(Stored data entries)
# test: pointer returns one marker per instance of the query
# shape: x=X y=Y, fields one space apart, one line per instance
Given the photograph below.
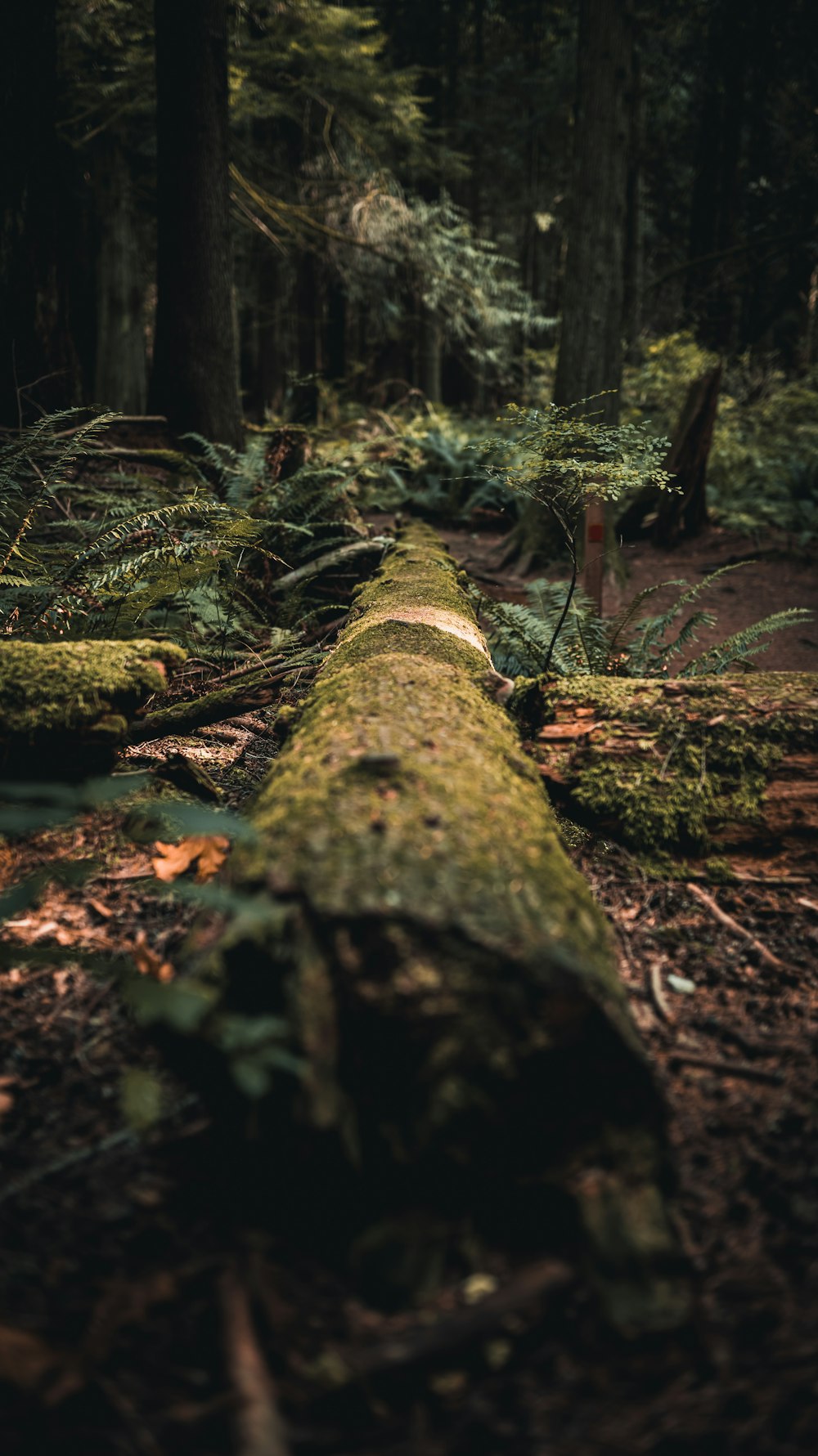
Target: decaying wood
x=199 y=712
x=702 y=764
x=737 y=930
x=432 y=1342
x=683 y=512
x=352 y=551
x=66 y=706
x=448 y=983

▸ **What you should do**
Filter the records for lines containing the word "instance" and copy each one.

▸ **Answer below**
# test: pointer returns one marker per instance of the query
# shape: x=X y=Y, fields one space apart, one line per instance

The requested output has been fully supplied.